(To be done)
• 1. In the talk page comment about the Warrior Soul article, which two reviews does the commenter say they wrote?
• 2. Write the next part of the talk page comment on the Warrior Soul article, picking up after its final sentence.
┌─ Document excerpt
Talk:Warrior Soul, The Memoir of a Navy SEAL

Latest comment: 17 years ago by Nobunaga24

To the or persons responsible for arbitrating articles on Wikipedia:

First, that you for your time and effort. Having worked before in positions that were both thankless an anonymous, you have my gratitude. My name is K----- C----------, I a am the author of both the “offending reviews” (Warrior Soul and Killing Che) and I wish only to make a brief statement urging that they be kept on the web site. Naturally, I will abide by your final decision, and make no attempts to re-post them, should the editors decide to remove them.

I’ve written many book reviews on the net, at Amazon, Powells and B&N. I am a personal friend of the books' author, Chuck Pfarrer. (Who also asked me not do get involved with this). The reviews have been tagged as advertisements by a user name Nobunga. I’m not sure that it is accurate to claim that I've engaged in advertising; I’d have to have been paid for that. I am, however flattered that the reviews “read like book jackets”, as book jackets are concise summaries of plot and content. Though I like Chuck and his books, I do not have the time to play goalie on these postings. I assume that the tag that Mr Nobunga put on them will make sure that they are expunged. I think that's unfortunate, because people can stop here and get an idea what the books are like.
└─
┌─ Collected material
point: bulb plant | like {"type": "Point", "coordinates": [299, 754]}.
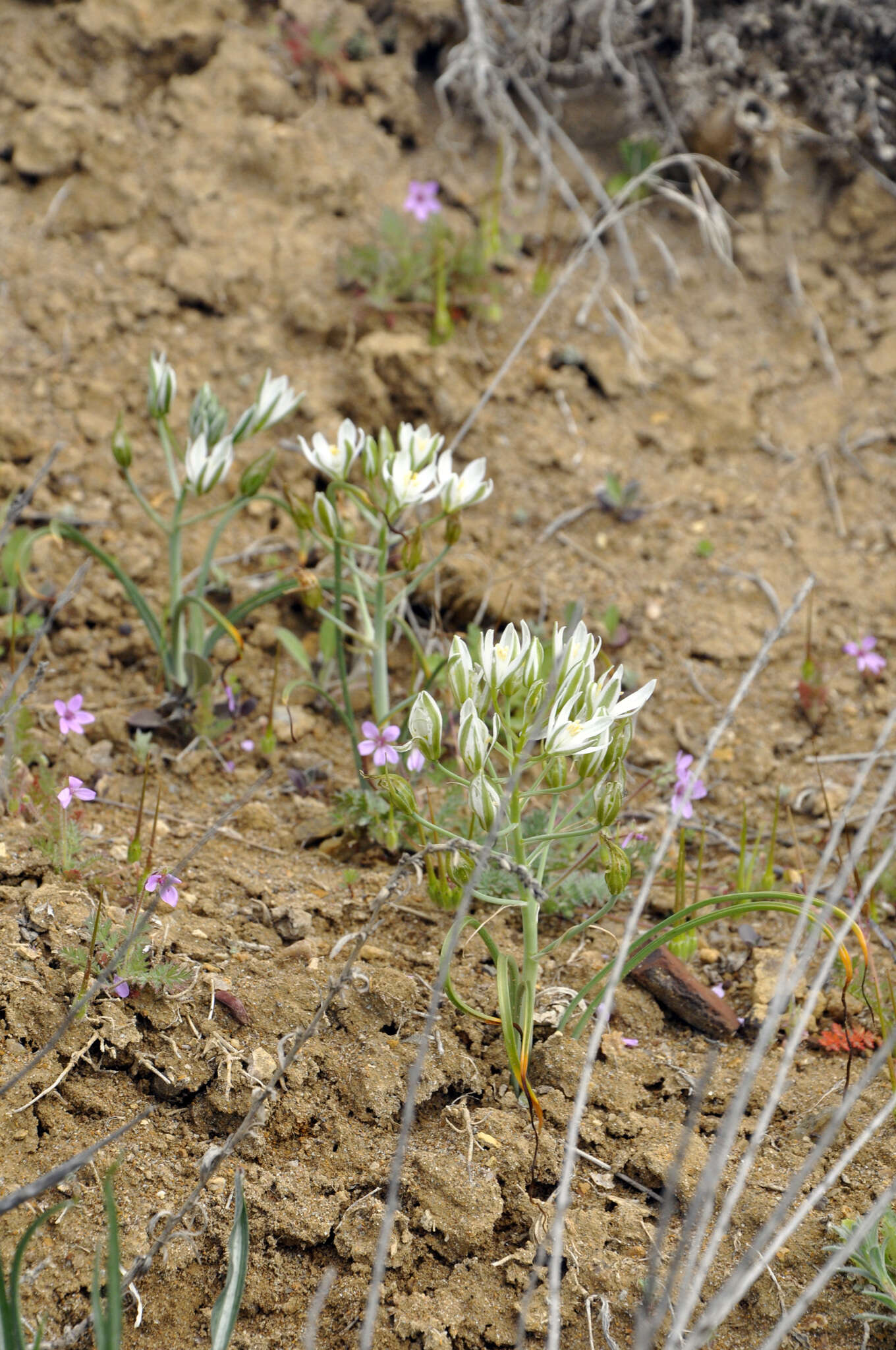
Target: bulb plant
{"type": "Point", "coordinates": [536, 724]}
{"type": "Point", "coordinates": [181, 632]}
└─
(Final results)
• 1. Warrior Soul and Killing Che

• 2.
In my opinion, every book ever published should have a wikipedia entry. The better ones, works of literature, should have articles. Lesser ones, like Chuck’s, simply summaries, and yes, if they are good enough, recommendations from readers. The free exchange of ideas appears to me to be what wikipedia is all about. I think it is also unfortunate that one person can, based on subjective judgment, delete a book review. The Nazis used to burn books they didn’t like.

This is only a guess, but I think there must be about 10-20,000 entries on Wikipedia summarizing or recommending fiction and non fiction books. A person could stay pretty busy tagging them all as advertisements. It is slightly puzzling to me why a certain person would go out of their way to have Chuck’s books stricken from the website. I do not know if Mr Nobunga personally dislikes the author, or was angry because he thought Chuck had written his own reviews. (Looking at Mr Nobunga’s user page, it seems odd that he would object to self-promotion.)

I additionally take issue with the claim of advertising, as any of the thousands of pages devoted to movies have obviously been placed there by studios, who have hired writers to maintain a wikipedia presence. These entriies are, genuinely, advertisements and not crtical writing. My reviews, though enthusiastic, are not advertisements.

When I write reviews in the future, I will do my best to write them well, but I will not conceal my enthusiasm for books that I like. You may delete my review, but I’m glad that you cannot stifle my opinion.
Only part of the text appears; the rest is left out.